§ **Aufgabe**: Liste bitte jede Zeile aus dem Material unten auf, die die Zeichenfolge „asphalt“ enthält.

Einige Datensätze:
++++++++++++++++++++

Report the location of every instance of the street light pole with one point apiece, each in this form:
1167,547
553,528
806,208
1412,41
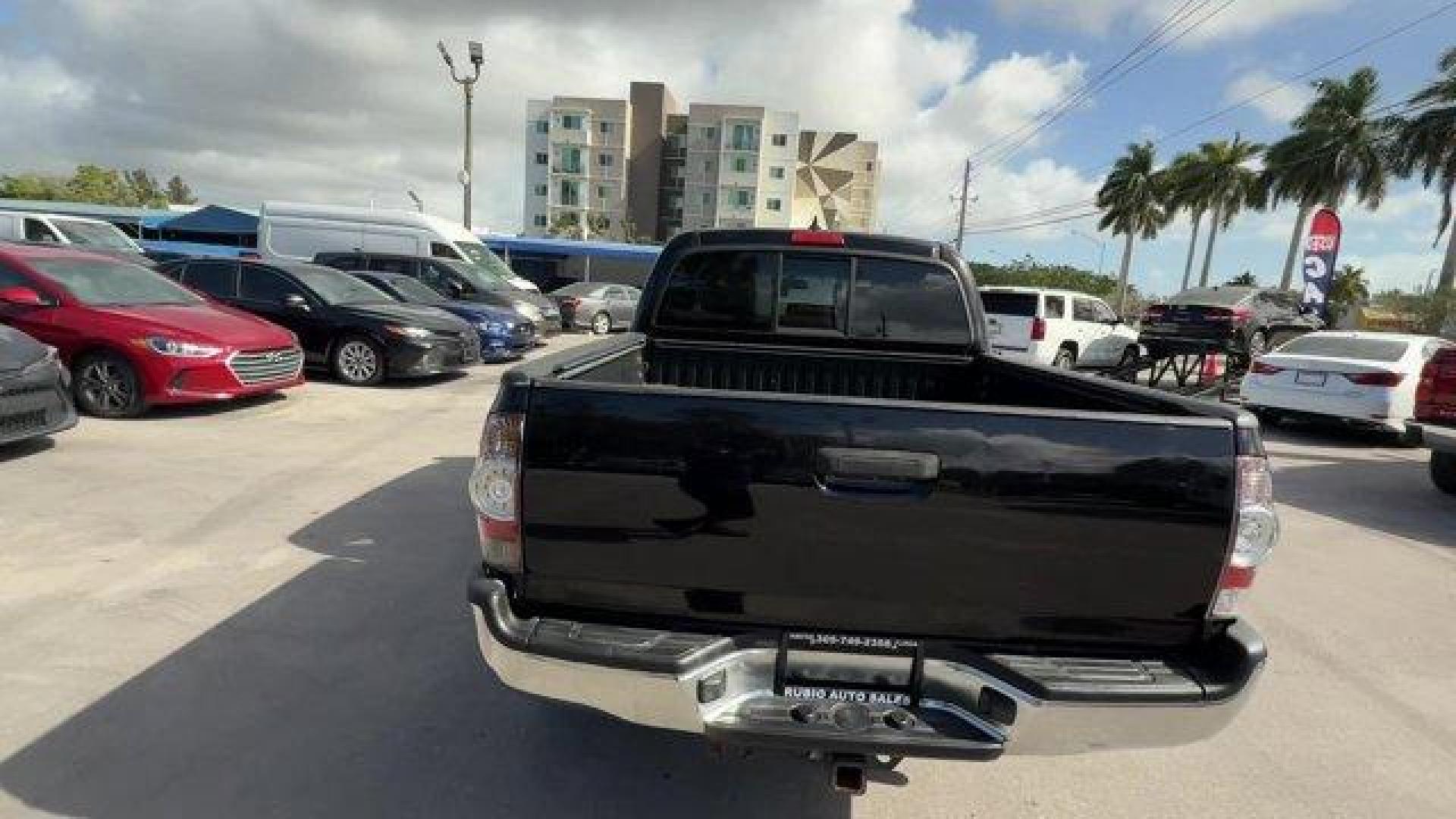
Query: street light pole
468,85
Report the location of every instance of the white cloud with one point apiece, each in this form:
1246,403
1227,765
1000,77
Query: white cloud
1402,268
348,102
1274,101
1101,17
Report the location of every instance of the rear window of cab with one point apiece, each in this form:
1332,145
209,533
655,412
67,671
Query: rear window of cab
807,293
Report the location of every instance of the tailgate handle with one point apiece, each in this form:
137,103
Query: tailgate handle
843,464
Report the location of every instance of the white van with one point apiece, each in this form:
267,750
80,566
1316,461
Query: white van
302,231
1057,328
88,234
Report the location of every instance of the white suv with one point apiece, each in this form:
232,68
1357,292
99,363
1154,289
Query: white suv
1060,328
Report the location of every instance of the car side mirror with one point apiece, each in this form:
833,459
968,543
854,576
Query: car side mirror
22,297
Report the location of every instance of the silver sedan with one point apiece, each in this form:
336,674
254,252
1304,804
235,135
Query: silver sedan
599,306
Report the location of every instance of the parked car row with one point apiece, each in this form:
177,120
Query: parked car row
1063,328
117,337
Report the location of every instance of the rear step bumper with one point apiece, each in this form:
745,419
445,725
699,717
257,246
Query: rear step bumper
971,706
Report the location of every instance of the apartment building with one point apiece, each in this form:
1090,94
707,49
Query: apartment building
576,165
710,167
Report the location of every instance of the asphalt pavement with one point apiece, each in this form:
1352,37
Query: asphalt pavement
258,610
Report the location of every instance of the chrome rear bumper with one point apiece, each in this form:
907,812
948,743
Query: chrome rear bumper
971,707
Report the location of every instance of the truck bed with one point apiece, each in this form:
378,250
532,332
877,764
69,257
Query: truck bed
974,499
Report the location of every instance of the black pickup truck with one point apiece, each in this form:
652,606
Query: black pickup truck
802,506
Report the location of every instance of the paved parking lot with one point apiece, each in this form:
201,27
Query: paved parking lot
258,610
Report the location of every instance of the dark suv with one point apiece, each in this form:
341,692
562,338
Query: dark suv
362,334
456,280
1237,321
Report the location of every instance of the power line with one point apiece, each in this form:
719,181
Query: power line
1085,88
1006,152
1247,101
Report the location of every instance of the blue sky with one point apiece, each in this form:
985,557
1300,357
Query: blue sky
346,101
1185,83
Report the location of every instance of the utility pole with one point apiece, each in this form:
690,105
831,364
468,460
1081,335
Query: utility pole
468,85
965,191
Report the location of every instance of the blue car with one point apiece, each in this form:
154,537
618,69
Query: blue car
504,334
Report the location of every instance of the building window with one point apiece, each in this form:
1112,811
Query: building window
568,194
745,137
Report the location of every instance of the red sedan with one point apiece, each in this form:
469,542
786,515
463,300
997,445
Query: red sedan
134,338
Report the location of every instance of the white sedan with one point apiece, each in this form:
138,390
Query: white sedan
1366,379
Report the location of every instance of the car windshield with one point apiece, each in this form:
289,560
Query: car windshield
93,234
1003,303
338,287
1212,297
413,290
1360,349
101,281
482,257
478,278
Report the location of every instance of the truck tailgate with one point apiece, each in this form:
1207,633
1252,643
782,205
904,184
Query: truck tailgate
989,525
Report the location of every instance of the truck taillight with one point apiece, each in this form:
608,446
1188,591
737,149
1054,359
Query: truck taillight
1038,330
1256,531
495,490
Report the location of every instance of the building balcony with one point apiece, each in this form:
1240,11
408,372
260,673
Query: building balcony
571,136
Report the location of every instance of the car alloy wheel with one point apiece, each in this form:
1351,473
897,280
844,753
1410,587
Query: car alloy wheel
107,387
359,362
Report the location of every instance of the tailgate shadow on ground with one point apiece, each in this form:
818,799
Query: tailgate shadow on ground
356,689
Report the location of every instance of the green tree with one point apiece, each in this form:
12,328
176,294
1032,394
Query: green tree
145,188
1348,289
1187,191
1427,143
180,193
1222,171
1337,146
1131,205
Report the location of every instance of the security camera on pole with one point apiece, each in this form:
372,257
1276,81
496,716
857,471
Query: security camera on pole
468,83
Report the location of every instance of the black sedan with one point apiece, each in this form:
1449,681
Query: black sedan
504,334
36,388
1235,321
362,334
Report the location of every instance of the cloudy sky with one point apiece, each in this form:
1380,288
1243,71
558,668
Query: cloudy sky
346,101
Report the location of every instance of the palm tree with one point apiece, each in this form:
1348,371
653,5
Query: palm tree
1427,143
1131,205
1185,191
1335,146
1222,169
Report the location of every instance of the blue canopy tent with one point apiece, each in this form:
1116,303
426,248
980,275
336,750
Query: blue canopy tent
212,224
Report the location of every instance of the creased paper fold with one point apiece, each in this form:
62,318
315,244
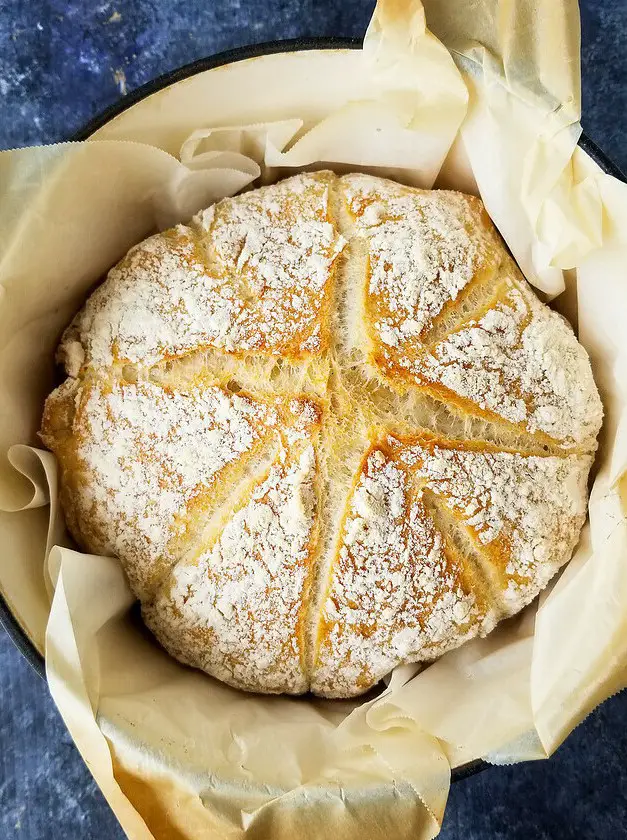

++++++++++++++++++++

§ **Ergebnis der Aufgabe**:
Report the location of every instance of the asphalt pavement with one point apiece, each in this form:
Query: asphalt pavement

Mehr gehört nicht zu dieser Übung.